_THE PROBLEM_
Rewrite the part of the listing that runs from its start through the line containing "[(42, 204), (289, 367), (1110, 343), (949, 653), (933, 241)]", both ends included, swapping "crop-scouting log" for "field survey log" and leaving everything else unchanged.

Position annotation listing
::::
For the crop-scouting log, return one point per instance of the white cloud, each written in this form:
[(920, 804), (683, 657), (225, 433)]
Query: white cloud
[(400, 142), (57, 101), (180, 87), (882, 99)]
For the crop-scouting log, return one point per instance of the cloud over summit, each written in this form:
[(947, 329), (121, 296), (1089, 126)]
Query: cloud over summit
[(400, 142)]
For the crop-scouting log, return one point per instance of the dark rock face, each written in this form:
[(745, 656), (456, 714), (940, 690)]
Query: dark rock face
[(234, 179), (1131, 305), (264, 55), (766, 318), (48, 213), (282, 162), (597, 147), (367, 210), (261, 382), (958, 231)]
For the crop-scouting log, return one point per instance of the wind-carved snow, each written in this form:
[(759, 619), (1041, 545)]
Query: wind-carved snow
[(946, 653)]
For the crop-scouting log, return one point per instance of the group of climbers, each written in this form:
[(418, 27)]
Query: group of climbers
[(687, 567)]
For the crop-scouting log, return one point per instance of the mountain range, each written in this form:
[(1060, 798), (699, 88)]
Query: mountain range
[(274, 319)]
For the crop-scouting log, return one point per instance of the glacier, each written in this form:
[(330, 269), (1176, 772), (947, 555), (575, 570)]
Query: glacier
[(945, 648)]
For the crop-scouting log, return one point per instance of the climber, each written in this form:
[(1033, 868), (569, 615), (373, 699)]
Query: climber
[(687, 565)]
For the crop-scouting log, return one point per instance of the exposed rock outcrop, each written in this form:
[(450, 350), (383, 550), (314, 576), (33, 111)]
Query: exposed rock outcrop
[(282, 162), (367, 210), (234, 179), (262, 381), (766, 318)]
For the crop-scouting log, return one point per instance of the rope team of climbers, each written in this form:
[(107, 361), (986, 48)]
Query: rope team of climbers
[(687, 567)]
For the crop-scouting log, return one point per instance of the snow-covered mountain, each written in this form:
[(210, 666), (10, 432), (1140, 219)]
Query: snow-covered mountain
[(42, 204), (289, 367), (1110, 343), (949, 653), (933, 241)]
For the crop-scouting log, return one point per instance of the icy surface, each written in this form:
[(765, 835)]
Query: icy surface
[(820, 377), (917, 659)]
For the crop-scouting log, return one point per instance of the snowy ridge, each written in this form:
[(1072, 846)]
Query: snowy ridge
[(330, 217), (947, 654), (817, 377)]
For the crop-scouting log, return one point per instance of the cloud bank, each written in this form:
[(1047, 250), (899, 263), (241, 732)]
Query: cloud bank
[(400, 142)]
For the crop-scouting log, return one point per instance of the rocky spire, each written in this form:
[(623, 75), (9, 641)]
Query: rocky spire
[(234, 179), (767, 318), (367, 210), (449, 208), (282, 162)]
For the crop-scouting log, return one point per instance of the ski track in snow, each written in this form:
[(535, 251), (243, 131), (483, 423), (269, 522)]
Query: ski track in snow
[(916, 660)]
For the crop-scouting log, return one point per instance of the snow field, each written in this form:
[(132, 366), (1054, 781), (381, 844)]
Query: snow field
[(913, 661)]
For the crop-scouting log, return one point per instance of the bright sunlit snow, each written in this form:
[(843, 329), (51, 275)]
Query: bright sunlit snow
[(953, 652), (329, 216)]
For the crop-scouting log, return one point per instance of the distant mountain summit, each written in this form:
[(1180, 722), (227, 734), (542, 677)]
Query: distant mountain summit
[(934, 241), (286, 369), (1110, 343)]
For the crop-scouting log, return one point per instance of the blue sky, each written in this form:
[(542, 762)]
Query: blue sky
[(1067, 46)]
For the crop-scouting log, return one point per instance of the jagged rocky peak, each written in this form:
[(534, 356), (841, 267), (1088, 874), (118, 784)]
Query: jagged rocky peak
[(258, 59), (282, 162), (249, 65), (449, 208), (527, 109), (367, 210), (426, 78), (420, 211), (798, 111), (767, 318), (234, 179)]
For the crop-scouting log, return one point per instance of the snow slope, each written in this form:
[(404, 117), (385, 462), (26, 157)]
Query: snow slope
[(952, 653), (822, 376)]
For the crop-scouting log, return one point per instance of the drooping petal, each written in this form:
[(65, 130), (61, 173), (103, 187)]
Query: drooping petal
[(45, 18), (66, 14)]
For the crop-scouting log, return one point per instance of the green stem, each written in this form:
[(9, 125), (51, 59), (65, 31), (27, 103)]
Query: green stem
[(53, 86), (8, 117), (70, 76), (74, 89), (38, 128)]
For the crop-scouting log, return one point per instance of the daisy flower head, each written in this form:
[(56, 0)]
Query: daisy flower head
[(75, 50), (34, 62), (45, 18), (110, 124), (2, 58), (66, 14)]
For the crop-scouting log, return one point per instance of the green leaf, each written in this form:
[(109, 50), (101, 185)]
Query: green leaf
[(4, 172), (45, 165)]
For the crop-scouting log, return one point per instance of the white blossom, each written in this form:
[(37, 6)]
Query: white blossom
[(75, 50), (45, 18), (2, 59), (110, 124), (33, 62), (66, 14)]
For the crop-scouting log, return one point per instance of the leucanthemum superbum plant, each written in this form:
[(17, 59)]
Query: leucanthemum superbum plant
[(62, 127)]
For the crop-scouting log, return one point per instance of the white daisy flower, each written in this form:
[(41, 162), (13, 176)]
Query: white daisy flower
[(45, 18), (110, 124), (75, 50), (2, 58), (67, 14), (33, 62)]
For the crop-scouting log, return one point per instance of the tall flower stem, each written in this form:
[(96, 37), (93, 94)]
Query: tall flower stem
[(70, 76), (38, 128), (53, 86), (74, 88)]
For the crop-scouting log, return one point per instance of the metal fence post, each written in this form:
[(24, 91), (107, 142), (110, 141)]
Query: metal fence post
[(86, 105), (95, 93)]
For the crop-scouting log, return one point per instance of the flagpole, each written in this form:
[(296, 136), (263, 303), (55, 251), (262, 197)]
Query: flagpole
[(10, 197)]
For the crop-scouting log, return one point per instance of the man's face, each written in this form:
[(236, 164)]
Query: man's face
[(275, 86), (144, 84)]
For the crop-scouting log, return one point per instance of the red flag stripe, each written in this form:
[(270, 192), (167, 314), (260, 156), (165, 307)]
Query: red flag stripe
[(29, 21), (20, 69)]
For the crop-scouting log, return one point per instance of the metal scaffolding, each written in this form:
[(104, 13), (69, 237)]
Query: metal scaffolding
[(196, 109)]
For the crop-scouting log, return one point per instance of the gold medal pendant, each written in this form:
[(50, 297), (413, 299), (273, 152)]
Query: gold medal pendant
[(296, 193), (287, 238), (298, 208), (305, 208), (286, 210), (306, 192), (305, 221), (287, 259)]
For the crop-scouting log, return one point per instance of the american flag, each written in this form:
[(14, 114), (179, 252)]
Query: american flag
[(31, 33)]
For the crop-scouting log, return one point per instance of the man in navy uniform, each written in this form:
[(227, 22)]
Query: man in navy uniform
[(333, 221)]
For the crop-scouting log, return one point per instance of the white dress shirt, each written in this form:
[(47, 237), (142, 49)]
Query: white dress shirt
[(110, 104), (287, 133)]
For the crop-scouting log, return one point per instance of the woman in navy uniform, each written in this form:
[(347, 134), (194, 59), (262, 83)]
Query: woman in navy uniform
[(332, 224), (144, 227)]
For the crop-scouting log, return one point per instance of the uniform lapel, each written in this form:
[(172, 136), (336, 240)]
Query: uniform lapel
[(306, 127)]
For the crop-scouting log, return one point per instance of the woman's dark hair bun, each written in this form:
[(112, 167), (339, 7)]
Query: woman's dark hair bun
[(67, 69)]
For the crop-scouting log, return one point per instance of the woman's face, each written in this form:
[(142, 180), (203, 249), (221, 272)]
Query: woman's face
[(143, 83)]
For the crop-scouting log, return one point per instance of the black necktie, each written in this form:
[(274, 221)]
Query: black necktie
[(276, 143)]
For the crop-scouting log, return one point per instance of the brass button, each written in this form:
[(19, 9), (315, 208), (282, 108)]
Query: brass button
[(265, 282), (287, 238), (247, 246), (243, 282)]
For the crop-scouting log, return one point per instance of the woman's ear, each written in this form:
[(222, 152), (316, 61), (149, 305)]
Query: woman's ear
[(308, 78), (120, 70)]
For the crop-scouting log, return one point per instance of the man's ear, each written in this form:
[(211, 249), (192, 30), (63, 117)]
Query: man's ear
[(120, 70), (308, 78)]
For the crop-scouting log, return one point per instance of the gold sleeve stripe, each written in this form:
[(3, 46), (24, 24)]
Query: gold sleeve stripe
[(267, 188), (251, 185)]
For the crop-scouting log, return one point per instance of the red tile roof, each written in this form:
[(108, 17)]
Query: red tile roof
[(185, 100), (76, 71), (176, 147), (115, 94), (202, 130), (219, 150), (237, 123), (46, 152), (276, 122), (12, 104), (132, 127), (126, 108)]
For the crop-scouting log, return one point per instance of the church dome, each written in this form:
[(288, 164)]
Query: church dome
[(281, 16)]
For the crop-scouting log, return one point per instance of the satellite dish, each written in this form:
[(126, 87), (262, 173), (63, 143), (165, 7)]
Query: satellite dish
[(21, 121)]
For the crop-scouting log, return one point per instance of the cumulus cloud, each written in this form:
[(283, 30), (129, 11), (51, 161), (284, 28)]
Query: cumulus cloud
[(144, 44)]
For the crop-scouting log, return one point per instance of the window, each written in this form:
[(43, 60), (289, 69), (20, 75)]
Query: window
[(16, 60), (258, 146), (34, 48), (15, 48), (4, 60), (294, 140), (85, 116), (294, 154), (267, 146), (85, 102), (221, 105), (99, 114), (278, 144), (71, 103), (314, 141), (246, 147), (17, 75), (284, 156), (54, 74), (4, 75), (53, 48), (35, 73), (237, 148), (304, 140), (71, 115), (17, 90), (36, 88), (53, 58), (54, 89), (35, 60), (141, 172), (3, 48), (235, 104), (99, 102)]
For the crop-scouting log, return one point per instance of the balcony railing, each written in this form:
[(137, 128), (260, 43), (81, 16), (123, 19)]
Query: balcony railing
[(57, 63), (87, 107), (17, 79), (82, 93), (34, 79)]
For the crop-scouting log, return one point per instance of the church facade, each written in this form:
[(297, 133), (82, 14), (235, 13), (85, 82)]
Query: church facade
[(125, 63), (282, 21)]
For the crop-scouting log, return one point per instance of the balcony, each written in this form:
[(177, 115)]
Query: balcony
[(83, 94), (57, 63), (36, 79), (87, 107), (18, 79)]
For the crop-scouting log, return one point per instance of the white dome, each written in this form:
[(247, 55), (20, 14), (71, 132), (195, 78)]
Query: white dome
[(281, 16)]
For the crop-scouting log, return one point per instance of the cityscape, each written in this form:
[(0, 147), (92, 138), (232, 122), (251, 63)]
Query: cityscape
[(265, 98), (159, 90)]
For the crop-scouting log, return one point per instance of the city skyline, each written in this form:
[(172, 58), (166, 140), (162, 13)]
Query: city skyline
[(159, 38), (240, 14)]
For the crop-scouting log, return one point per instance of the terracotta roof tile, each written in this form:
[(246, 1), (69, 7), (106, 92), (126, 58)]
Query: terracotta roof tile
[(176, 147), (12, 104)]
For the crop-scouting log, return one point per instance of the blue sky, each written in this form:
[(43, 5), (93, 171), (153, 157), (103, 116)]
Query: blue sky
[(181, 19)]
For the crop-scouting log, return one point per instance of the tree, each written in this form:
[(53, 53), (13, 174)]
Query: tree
::::
_CORRECT RESULT_
For the field survey log, return one point per instance of the white cloud, each written in this form:
[(920, 804), (683, 657), (225, 433)]
Query: white cloud
[(400, 142), (57, 101), (180, 87), (882, 99)]
For the field survey log, return one point per instance of the cloud over summit, each written in this form:
[(947, 329), (121, 296), (1089, 126)]
Query: cloud over summit
[(400, 142)]
For the field survey log, return one point per instance of the dark rock face, each written in this form:
[(745, 656), (456, 714), (940, 690)]
Query: dark rock face
[(234, 179), (1131, 305), (264, 55), (766, 318), (48, 213), (282, 162), (597, 147), (367, 210), (261, 382), (958, 231)]
For the field survey log, return one point per instance of the wind-carved snow, each written in this form:
[(759, 619), (1041, 545)]
Query: wind-carved snow
[(946, 653)]
For the field survey log, return one point per instance of the group of climbers, each written in this form:
[(418, 27)]
Query: group of climbers
[(687, 567)]
For the field survey log, return one point per instance of the mountain range, each written in this form:
[(1060, 798), (699, 88)]
Query: mountain range
[(274, 319)]
For the field survey log, return one point per instance of the glacier, each written in this form:
[(330, 269), (1176, 772), (947, 555), (575, 570)]
Query: glacier
[(945, 648)]
For the field survey log, return one point per instance of the climber, each written in this form:
[(1033, 868), (569, 615), (373, 699)]
Query: climber
[(687, 565)]
For the field survey log, return one point per instance of the exposed rock outcrop, each written in this form:
[(450, 350), (383, 550), (314, 576), (33, 111)]
Query: exposed rock outcrop
[(282, 162), (367, 210), (234, 179), (262, 381), (766, 318)]
For the field survey log, return one point per instance of the rope team of climbers, each written in this form:
[(107, 361), (986, 48)]
Query: rope team of climbers
[(687, 567)]
For the field survey log, return one point per instance of the snow-covered mountain, each written in this form:
[(210, 666), (10, 432), (1140, 219)]
Query: snow-covered mountain
[(42, 204), (289, 367), (1110, 343), (949, 653), (933, 241)]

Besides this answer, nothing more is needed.